糖尿病って何?

栄養関係

1. 糖尿病(とうにょうびょう)ってどんな病気?

糖尿病は、体の中で「インスリン」というホルモンがうまく働かなくなって、血液の中のブドウ糖(血糖)が増えすぎてしまう病気です。インスリンは、食べ物からとった糖を体のエネルギーに変える大事な働きをしています。

インスリンが足りなかったり、うまく使えなくなると、糖が体の細胞に入れなくなってしまい、血液の中にたまってしまいます。これが続くと、心臓や目、腎臓(じんぞう)、足などに大きな病気(合併症)が起きることがあります。


2. 糖尿病にはどんな種類があるの?

糖尿病には主に4つのタイプがあります。

  • 2型糖尿病
    日本人の多くがこのタイプです。インスリンが出にくくなったり、効きにくくなったりして血糖値が高くなります。食べすぎや運動不足などの生活習慣が関係しています。
  • 1型糖尿病
    体の中の免疫の働きで、インスリンを作る膵臓(すいぞう)がうまく働かなくなります。インスリン注射が必要です。
  • 他の病気や薬が原因の糖尿病
    他の病気や薬の影響で起こることもあります。
  • 妊娠糖尿病
    妊娠中に初めて見つかる糖尿病です。赤ちゃんが生まれた後は治ることもあります。

[保存データ項目]
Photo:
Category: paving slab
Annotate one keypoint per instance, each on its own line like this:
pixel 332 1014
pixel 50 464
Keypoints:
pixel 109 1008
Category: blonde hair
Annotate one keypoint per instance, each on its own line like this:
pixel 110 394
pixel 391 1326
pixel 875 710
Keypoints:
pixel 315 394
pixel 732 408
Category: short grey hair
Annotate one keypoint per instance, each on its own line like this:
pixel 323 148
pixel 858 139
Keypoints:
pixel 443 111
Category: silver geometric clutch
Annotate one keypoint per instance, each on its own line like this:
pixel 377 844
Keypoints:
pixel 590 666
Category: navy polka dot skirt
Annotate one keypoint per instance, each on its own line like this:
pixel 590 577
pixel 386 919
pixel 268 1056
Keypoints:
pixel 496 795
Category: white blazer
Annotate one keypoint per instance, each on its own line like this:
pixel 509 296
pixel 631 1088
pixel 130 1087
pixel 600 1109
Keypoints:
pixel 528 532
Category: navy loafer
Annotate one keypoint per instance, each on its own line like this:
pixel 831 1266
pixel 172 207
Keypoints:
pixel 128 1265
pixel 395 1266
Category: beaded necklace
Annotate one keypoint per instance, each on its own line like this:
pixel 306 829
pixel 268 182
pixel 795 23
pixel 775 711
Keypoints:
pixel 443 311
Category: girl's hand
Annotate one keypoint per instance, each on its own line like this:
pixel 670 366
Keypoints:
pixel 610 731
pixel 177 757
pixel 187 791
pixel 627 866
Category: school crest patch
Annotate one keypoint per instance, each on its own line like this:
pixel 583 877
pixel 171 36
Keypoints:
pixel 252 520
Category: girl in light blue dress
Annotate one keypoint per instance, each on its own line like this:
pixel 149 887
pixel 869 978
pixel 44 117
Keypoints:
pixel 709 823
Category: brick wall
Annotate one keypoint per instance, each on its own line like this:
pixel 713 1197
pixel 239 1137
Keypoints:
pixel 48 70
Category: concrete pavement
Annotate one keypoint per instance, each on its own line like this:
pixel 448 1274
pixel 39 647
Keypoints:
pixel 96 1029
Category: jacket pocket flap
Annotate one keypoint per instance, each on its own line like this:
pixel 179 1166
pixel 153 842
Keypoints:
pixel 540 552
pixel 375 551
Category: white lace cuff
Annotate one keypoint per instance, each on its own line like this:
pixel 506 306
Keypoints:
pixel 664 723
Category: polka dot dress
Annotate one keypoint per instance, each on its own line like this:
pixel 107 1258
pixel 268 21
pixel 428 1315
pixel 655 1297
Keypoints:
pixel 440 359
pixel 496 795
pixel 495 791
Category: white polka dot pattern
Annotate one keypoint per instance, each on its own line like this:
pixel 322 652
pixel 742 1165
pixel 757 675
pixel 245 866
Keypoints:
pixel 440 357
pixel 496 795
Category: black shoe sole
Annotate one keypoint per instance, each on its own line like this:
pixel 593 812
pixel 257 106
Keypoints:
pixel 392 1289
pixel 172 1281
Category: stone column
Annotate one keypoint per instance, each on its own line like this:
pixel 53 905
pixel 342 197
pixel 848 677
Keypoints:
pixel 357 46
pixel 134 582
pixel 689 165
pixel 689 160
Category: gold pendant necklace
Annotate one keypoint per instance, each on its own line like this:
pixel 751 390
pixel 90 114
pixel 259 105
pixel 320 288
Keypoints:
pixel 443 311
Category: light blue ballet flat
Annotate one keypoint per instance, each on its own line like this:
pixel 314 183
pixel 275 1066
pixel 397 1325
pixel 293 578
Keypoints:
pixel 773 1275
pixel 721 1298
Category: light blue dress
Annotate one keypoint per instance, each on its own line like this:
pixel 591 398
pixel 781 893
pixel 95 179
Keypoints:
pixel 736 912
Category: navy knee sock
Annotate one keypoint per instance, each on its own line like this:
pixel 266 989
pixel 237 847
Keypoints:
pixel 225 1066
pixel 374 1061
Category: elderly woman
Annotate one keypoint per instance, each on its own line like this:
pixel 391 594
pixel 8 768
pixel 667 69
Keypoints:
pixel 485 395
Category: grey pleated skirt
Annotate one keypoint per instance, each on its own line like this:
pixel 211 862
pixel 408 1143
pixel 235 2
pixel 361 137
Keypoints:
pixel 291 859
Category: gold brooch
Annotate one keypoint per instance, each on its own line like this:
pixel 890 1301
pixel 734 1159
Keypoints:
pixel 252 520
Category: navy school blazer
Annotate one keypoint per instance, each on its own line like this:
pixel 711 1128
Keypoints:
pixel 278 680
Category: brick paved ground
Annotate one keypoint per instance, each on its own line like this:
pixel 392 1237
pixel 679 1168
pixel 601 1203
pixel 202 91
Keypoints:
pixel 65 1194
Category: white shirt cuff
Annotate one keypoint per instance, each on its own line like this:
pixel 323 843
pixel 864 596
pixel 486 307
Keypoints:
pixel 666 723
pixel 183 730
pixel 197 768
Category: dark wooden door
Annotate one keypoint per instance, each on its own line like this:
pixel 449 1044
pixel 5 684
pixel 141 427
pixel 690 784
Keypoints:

解く課題:
糖尿病についての文章を、最後の文の後から書き進めよ。 記録は、糖尿病についての文章とは別の資料である。

解答欄:
    ※妊娠糖尿病とは、妊娠前には糖尿病と診断されていなかった女性が、妊娠中に初めて血糖値の異常(糖代謝異常)が見つかる状態を指します。

    妊娠中は胎盤から分泌されるホルモンの影響で、誰でもインスリンが効きにくくなり血糖値が上がりやすくなります。このとき、もともとインスリンの働きが弱い体質や、2型糖尿病になりやすい遺伝的な素因がある人は、妊娠をきっかけに血糖値が基準を超えてしまい「妊娠糖尿病」と診断されます。

3. 糖尿病の症状(どんなサインがあるの?)

糖尿病は最初はほとんど自覚症状(自分で気づく症状)がありません。でも、血糖値がとても高くなると、次のような症状が出てきます。

  • のどがとても渇く
  • すぐに疲れる
  • 食べているのに体重が減る
  • すごくお腹がすく
  • トイレに行く回数が増える

こうしたサインがあったら、病院で診てもらうことが大切です。健康診断で早めに見つけることもとても大事です。


4. 糖尿病のこわさ:合併症(がっぺいしょう)

糖尿病が長い間続くと、いろいろな合併症(他の病気)が起こります。

4.1. 慢性合併症(長い時間かけて起きる病気)

  • しめじで覚えよう!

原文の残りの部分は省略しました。